Aim of the exercise: Count the lines of the items below that contain the string "gull". Give only the number.
[Start]
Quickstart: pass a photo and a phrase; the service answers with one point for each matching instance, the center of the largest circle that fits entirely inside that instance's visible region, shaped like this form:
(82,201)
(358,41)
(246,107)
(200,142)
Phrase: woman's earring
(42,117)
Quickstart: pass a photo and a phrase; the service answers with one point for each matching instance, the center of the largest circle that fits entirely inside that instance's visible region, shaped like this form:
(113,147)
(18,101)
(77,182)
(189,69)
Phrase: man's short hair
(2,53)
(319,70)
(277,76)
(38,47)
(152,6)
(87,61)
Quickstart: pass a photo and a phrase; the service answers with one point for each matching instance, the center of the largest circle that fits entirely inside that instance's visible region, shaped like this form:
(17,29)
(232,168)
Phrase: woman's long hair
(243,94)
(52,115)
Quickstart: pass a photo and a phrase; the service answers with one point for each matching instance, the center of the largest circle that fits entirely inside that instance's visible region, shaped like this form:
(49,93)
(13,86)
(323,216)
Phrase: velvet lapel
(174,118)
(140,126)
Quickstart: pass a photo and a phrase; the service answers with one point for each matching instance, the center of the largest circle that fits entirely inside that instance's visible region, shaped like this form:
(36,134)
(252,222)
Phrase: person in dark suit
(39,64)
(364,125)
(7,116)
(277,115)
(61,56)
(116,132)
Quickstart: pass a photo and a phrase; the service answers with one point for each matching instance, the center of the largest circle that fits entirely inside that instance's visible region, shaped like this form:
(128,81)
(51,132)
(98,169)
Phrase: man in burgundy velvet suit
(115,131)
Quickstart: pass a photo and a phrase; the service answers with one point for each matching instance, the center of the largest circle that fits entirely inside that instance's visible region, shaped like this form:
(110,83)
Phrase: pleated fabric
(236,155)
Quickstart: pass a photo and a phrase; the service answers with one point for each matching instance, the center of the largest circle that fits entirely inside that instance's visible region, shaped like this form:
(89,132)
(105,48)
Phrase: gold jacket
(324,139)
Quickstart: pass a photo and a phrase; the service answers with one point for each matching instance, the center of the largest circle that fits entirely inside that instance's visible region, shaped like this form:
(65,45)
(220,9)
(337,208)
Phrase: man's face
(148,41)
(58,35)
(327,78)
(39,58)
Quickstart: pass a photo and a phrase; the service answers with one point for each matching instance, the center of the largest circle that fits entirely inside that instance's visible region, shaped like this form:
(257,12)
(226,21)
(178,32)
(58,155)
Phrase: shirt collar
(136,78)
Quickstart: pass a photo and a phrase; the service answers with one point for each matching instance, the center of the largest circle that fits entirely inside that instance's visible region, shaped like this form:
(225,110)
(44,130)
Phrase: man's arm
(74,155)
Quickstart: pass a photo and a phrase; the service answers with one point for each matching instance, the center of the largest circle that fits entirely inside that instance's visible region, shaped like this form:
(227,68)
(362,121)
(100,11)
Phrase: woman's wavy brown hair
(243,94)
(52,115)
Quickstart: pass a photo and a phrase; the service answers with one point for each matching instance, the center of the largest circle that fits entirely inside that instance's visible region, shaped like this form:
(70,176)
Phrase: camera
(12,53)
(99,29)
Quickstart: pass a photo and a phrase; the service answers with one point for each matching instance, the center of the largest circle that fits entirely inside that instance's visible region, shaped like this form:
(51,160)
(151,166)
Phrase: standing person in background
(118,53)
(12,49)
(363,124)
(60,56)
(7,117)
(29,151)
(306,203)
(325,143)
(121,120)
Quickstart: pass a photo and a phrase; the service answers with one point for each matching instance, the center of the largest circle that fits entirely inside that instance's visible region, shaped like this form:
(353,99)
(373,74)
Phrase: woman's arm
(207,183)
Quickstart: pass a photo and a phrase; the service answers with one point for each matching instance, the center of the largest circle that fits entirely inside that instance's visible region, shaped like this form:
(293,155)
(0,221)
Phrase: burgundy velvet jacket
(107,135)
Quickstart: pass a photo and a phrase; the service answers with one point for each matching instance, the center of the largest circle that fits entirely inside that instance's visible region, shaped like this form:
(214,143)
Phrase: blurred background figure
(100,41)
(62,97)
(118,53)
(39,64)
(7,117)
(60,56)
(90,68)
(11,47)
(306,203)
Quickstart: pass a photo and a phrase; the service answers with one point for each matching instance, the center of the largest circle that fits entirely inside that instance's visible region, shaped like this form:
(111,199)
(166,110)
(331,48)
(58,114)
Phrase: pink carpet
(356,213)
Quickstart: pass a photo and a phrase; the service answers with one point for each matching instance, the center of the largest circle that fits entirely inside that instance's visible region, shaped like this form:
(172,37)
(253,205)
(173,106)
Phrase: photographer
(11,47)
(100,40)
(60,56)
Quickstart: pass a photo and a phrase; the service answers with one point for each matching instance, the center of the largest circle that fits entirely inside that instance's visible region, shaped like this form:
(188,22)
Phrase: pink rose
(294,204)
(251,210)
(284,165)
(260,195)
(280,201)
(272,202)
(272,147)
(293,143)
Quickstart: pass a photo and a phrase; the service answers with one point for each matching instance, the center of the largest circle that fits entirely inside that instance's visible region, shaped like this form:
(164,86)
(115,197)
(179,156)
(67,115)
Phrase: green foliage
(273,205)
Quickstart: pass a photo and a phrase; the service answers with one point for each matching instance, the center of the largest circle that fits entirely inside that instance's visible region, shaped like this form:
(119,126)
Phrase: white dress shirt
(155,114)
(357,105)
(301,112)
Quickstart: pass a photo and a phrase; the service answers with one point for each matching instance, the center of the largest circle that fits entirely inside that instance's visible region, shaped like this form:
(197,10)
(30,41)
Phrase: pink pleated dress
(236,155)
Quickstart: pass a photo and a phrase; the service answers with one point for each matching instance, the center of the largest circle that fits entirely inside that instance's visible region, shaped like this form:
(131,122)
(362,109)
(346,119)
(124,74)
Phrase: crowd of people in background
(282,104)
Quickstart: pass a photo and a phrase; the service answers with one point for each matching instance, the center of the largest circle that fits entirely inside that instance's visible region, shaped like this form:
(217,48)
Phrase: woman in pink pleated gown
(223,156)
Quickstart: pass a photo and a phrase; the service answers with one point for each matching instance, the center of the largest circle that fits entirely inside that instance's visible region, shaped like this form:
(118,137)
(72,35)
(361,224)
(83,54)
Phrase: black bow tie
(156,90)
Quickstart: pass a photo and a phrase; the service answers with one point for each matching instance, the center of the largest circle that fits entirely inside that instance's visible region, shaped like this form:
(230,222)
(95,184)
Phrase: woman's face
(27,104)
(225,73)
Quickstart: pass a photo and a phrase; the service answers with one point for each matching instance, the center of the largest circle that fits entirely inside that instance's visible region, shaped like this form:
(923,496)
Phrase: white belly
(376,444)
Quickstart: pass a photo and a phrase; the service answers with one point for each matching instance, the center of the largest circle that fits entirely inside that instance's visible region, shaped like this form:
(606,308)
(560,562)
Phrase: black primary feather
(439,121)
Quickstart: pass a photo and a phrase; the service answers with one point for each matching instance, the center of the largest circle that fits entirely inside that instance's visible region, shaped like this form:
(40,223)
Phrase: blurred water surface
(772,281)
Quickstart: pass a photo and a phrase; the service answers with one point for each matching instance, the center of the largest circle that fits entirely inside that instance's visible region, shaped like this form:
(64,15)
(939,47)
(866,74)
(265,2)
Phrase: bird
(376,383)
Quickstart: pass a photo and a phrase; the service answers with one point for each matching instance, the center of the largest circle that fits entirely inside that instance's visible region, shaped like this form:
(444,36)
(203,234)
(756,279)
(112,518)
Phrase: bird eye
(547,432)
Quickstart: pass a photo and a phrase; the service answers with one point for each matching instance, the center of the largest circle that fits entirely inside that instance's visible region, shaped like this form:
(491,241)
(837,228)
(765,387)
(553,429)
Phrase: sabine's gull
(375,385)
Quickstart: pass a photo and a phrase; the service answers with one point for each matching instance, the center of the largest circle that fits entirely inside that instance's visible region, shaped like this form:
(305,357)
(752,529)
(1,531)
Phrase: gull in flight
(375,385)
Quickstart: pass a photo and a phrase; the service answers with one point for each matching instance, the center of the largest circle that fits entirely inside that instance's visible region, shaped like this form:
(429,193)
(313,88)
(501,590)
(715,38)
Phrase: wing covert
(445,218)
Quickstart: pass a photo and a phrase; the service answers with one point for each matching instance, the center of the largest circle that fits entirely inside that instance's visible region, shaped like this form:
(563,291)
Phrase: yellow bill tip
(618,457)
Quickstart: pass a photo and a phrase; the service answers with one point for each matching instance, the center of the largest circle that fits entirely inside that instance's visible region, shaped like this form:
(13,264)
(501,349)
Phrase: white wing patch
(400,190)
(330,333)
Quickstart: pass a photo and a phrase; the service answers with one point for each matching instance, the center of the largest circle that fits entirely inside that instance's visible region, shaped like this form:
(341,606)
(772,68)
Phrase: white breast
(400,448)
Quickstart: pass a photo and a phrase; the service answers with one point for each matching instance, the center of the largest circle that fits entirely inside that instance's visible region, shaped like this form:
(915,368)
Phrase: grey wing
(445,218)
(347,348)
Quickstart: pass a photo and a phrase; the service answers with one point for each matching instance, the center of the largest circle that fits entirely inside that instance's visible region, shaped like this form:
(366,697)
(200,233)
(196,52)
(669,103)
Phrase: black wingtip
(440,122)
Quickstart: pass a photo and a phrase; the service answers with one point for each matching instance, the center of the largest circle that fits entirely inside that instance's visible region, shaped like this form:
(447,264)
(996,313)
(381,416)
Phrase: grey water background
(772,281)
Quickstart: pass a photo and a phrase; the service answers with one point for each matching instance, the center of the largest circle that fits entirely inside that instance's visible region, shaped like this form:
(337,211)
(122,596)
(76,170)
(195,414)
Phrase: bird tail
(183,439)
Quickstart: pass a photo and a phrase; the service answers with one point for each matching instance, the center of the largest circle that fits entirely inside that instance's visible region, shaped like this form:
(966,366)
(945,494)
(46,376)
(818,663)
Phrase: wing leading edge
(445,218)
[End]
[Start]
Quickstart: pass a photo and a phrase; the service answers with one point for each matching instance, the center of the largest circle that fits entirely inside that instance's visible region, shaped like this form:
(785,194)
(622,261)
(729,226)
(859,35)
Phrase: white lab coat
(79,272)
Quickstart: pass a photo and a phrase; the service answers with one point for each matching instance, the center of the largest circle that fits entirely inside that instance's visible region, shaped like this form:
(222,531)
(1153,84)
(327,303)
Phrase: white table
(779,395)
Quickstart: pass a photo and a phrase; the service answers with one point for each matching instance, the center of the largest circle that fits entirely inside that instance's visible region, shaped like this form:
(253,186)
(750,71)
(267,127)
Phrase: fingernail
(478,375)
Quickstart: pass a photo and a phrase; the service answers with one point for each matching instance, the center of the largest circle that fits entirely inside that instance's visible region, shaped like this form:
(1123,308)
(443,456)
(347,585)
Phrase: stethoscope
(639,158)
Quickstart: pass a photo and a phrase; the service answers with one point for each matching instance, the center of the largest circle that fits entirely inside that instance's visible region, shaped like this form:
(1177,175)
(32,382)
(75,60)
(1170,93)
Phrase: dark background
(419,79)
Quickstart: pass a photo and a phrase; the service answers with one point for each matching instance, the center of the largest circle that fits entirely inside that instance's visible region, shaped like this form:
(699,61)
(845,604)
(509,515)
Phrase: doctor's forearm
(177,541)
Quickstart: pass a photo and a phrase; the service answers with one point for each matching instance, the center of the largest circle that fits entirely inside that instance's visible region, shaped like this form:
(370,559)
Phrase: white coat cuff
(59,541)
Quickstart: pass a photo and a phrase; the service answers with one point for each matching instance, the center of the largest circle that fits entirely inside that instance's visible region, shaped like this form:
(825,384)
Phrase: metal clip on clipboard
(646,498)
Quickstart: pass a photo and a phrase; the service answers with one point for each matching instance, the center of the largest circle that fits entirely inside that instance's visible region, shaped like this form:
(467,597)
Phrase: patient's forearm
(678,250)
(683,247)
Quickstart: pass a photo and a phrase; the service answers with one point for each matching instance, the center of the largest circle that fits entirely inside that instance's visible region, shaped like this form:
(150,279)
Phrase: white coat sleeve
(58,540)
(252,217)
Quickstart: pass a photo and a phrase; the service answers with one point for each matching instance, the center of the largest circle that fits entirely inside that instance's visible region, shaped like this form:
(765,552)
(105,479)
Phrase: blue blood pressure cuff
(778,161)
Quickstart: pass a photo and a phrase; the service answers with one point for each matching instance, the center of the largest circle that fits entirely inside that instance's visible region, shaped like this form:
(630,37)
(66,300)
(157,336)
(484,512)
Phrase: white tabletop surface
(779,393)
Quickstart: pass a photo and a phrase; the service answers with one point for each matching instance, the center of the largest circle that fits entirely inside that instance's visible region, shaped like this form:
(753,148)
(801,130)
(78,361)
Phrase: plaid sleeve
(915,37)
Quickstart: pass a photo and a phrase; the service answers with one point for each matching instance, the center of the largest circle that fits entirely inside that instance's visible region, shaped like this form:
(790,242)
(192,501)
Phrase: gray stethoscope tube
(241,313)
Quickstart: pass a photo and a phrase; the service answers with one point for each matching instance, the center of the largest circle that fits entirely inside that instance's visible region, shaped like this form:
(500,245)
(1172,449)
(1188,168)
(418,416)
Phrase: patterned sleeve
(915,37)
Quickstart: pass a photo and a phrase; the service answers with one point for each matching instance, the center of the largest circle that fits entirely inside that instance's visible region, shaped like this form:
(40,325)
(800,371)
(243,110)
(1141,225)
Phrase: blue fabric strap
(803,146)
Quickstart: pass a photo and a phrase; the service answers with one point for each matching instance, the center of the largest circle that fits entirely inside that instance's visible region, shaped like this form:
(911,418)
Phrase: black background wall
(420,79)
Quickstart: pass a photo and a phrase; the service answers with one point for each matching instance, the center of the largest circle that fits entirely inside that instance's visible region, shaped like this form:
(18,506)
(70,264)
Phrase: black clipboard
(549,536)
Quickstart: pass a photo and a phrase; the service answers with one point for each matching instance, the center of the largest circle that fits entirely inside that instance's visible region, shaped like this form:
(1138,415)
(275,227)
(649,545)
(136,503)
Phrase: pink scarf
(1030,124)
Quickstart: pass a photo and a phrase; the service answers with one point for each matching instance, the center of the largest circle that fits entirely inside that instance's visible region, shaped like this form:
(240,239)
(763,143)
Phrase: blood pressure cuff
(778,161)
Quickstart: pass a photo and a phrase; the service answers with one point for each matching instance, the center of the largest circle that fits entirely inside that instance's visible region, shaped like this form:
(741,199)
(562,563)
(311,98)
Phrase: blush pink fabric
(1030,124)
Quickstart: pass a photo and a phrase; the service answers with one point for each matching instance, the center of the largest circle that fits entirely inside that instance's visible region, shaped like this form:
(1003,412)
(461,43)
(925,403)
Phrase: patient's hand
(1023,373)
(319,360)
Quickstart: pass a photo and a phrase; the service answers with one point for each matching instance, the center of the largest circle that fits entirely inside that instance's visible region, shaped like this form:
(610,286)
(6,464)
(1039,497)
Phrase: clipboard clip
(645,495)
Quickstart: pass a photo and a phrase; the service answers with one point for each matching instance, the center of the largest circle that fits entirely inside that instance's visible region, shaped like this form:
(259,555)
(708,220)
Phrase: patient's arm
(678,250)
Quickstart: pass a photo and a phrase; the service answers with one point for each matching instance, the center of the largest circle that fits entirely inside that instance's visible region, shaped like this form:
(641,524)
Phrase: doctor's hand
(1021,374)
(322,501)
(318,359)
[End]
Complete response: 2